◆ **Exercise prompt**: Output every line below exactly.

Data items
__________________________________________________

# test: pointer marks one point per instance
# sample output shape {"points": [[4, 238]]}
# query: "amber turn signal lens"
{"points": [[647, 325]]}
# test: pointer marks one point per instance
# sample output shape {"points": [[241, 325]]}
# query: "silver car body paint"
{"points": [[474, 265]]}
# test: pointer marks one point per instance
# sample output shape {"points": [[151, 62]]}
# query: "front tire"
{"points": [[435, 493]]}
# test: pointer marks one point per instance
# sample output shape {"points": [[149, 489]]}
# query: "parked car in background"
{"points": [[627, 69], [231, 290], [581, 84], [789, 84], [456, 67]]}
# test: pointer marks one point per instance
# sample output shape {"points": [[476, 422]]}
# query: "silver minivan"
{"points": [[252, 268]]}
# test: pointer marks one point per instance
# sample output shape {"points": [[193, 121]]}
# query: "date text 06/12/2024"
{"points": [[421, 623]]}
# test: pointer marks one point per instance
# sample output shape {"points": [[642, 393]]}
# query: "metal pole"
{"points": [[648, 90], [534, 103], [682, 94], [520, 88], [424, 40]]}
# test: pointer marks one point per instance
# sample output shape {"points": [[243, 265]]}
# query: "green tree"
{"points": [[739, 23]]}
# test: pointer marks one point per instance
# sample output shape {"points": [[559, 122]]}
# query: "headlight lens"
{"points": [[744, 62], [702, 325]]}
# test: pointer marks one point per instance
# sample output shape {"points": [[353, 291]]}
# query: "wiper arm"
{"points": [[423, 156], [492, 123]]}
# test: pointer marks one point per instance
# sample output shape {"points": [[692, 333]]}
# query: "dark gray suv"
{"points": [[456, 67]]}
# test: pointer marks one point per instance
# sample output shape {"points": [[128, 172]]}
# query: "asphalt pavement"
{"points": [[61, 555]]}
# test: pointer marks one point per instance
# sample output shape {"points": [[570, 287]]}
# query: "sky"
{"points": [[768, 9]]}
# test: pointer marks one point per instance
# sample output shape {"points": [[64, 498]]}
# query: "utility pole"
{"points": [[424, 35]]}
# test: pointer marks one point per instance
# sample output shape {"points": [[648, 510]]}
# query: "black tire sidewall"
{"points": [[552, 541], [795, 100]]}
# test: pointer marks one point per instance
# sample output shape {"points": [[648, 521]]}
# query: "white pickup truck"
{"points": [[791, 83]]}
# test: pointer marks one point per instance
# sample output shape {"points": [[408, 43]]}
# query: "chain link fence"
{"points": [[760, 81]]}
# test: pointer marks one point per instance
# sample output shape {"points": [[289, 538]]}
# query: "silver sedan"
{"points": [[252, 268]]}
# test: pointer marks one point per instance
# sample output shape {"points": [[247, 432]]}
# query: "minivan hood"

__________________________________________________

◆ **Expected output**:
# test: pointer marks one point per instance
# sample output shape {"points": [[4, 238]]}
# query: "amber turn signal lens"
{"points": [[647, 325]]}
# test: pointer marks one point per instance
# sample output shape {"points": [[241, 325]]}
# query: "silver car body paint"
{"points": [[474, 265]]}
# test: pointer marks one point per instance
# sample output shape {"points": [[151, 62]]}
# query: "front tire"
{"points": [[435, 493]]}
# test: pointer marks one point per instance
# sample output shape {"points": [[149, 489]]}
# query: "parked car in background"
{"points": [[627, 69], [231, 290], [581, 84], [789, 84], [456, 67]]}
# test: pointer marks one point per instance
# sample output shape {"points": [[476, 422]]}
# query: "silver minivan"
{"points": [[252, 268]]}
# test: pointer marks one point per instance
# sample output shape {"points": [[193, 121]]}
# query: "date text 06/12/2024"
{"points": [[421, 623]]}
# test: pointer marks one point per instance
# sample output shape {"points": [[642, 393]]}
# query: "metal pole"
{"points": [[648, 90], [534, 103], [682, 94], [520, 88], [424, 40]]}
# test: pointer marks one point per instance
# sample output shape {"points": [[243, 265]]}
# query: "green tree"
{"points": [[739, 23]]}
# test: pointer marks one point per instance
# sample output shape {"points": [[559, 122]]}
# query: "headlight lens"
{"points": [[744, 62], [702, 325]]}
# test: pointer marks one point per instance
# sample output shape {"points": [[353, 291]]}
# query: "wiper arm"
{"points": [[423, 156], [492, 123]]}
# test: pointer marks one point per instance
# sample output shape {"points": [[692, 333]]}
# query: "dark gray suv"
{"points": [[456, 67]]}
# test: pointer marks one point per instance
# sample output shape {"points": [[128, 172]]}
# query: "asphalt pavement"
{"points": [[61, 555]]}
# test: pointer marks one point per instance
# sample output shape {"points": [[570, 287]]}
# query: "sky"
{"points": [[768, 9]]}
# test: pointer marks one point per instance
# sample output shape {"points": [[64, 498]]}
# query: "utility pole"
{"points": [[424, 35]]}
# test: pointer marks one point per instance
# sample output shape {"points": [[648, 510]]}
# query: "black tire sidewall"
{"points": [[552, 541], [795, 100]]}
# test: pointer marks one point per instance
# sample output shape {"points": [[648, 521]]}
# query: "white pickup truck"
{"points": [[791, 83]]}
# test: pointer marks one point per instance
# sample output shape {"points": [[408, 43]]}
# query: "chain link fence"
{"points": [[760, 81]]}
# test: pointer marks one point per instance
# sample output shape {"points": [[289, 538]]}
# query: "silver sedan"
{"points": [[252, 268]]}
# test: pointer marks one point per instance
# sample output shape {"points": [[247, 432]]}
# query: "minivan hood"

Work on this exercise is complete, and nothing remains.